*Request A*
In the parliamentary debate passage, what does Mr. Hayes say pensioners have had under this Government?
*Request B*
From the rows, output as a numbered list the lines starting with the line that contains "output x=545, y=359." and going on through the line that contains "x=447, y=326", both included, with blank lines and any pictures left out.

Mr. Macdonald : Does the right hon. Gentleman accept that there has been a growing gap between the very richest and the very poorest in our society since 1979? Does he disown responsibility for that, or is he merely indifferent to it?
Mr. Moore : The hon. Gentleman is beginning to accept the fact that we are debating and discussing, with all sections of the population--all the deciles--improving their lot over the past 10 years and examining the relative position between them. We can then begin to discuss matters on a more rational basis. The hon. Gentleman will no doubt wish to know how the Government, thanks to their economic success, have helped the poorest far better than did the previous failed Labour Government with their miserable performance.
Mr. Hayes : Does my right hon. Friend agree that although, under this Government, pensioners have had the largest-ever increase in their living standards, many pensioners are in difficulty because they do not regard the state pension as a top-up? Will he consider ways to help that group? It would not be a major strain on the state as the group comprises people who cannot take advantage of the economic miracles to which my right hon. Friend rightly referred.

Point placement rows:
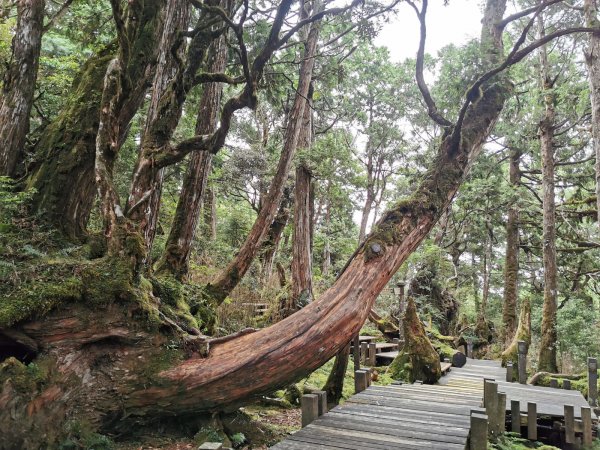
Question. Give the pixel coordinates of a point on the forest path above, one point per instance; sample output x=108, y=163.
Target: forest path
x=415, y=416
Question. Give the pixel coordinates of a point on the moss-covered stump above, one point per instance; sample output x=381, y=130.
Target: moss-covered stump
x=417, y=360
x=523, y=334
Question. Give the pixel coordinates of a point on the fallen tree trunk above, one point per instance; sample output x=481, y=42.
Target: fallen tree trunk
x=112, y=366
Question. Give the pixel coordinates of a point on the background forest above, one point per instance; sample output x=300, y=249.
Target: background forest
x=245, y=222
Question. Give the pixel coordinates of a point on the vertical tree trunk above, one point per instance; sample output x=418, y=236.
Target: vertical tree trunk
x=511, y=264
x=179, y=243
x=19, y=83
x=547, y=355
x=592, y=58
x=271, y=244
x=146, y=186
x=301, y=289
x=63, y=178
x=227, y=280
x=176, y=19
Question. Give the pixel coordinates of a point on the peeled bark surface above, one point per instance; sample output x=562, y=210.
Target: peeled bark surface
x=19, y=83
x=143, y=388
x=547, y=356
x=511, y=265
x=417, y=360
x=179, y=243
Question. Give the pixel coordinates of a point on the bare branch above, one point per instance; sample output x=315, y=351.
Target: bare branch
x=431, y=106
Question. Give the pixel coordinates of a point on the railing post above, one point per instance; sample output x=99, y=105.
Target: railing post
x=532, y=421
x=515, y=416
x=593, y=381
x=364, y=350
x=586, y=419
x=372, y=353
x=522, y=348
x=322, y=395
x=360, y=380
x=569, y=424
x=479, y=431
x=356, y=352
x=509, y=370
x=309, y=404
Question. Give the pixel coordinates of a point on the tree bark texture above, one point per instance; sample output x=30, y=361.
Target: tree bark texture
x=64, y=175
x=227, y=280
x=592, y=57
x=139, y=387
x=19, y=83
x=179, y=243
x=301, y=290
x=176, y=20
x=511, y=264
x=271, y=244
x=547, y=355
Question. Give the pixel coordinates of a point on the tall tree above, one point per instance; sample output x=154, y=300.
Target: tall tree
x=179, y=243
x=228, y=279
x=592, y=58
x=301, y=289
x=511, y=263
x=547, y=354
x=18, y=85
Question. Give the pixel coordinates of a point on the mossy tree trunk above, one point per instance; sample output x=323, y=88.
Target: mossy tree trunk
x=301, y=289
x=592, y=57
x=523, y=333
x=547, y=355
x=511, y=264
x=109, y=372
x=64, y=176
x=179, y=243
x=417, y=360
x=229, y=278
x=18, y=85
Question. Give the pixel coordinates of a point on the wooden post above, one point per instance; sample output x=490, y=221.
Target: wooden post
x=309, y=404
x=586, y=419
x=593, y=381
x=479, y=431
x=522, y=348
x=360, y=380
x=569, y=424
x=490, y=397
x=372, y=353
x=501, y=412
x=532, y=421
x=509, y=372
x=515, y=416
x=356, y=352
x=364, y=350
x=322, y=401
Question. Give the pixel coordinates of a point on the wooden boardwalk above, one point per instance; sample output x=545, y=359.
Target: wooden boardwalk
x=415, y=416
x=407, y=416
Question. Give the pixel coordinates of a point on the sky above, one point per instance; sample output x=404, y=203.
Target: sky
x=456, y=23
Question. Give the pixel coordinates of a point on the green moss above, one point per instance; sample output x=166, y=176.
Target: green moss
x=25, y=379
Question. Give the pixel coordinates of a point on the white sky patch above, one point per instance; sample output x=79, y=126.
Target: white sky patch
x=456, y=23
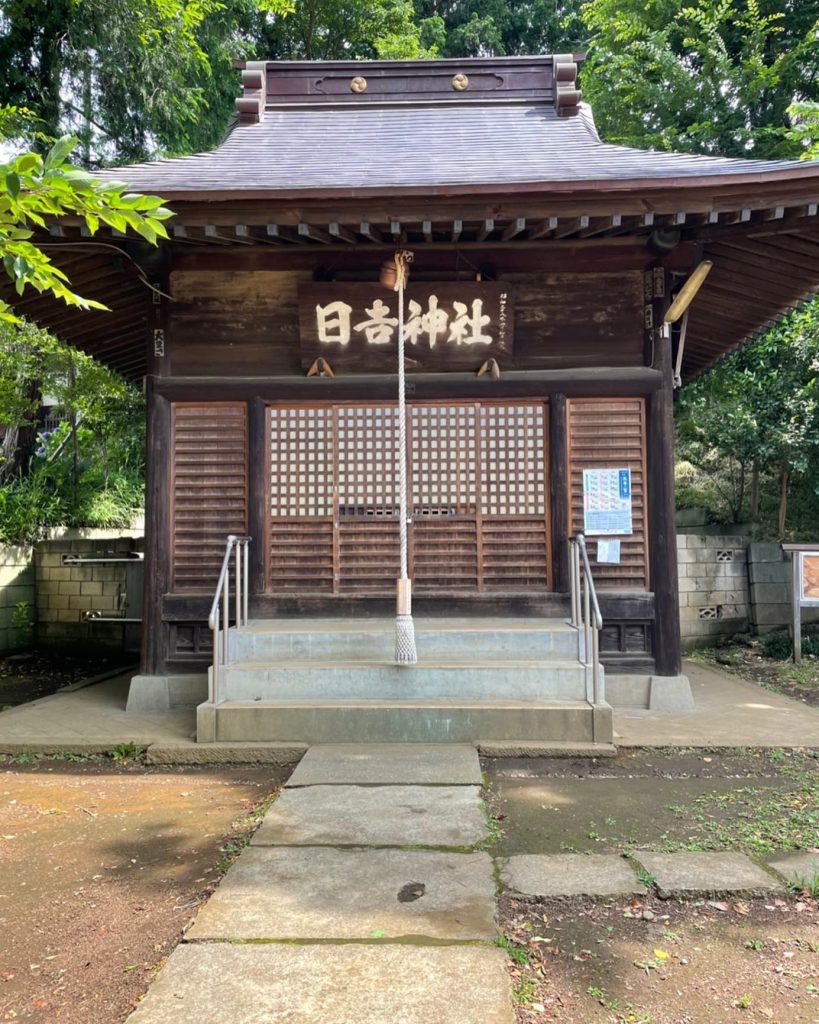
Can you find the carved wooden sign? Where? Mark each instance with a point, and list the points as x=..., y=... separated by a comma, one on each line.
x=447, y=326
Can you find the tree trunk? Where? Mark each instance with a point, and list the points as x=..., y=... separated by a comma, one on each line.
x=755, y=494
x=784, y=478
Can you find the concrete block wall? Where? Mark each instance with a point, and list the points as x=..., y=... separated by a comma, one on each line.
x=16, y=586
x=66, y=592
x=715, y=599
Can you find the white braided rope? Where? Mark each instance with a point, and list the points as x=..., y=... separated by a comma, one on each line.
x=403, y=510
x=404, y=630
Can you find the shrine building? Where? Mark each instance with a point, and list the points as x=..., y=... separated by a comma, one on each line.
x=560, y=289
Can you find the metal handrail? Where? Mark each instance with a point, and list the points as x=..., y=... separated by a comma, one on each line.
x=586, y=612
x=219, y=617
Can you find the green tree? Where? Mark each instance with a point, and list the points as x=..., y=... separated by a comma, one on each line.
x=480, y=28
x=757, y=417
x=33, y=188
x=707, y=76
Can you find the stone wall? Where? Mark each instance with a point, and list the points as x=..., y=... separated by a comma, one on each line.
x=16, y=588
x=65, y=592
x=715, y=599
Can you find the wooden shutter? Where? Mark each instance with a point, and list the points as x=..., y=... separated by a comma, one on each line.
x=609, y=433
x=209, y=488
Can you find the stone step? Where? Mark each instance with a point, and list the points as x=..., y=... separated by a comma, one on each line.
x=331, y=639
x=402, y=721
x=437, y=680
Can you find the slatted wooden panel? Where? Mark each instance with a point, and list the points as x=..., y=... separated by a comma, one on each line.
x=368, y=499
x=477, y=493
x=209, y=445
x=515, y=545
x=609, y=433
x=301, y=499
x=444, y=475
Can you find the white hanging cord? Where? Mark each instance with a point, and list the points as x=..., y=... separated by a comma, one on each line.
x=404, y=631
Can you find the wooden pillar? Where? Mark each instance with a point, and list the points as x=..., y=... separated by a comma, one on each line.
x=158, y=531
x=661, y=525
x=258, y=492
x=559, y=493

*Expected output A*
The largest-ever increase in their living standards.

*Expected output B*
1. Question. Give the pixel coordinates of a point on the wooden boardwalk above, one point per instance; sample output x=545, y=359.
2. Target: wooden boardwalk
3. x=415, y=416
4. x=407, y=416
5. Question. Give the pixel coordinates of a point on the sky above, one point per instance; sample output x=404, y=203.
6. Target: sky
7. x=456, y=23
8. Question. Give the pixel coordinates of a point on the green moss above, one point per instance; sample output x=166, y=176.
9. Target: green moss
10. x=25, y=379
11. Question. Give the pixel coordinates of a point on the white sky patch above, one point per instance; sample output x=79, y=126.
12. Target: white sky patch
13. x=456, y=23
14. Can you find the carved wooden sign? Where? Mark each instance with a point, and list the points as x=..., y=... separated by a comma, one on each line.
15. x=447, y=326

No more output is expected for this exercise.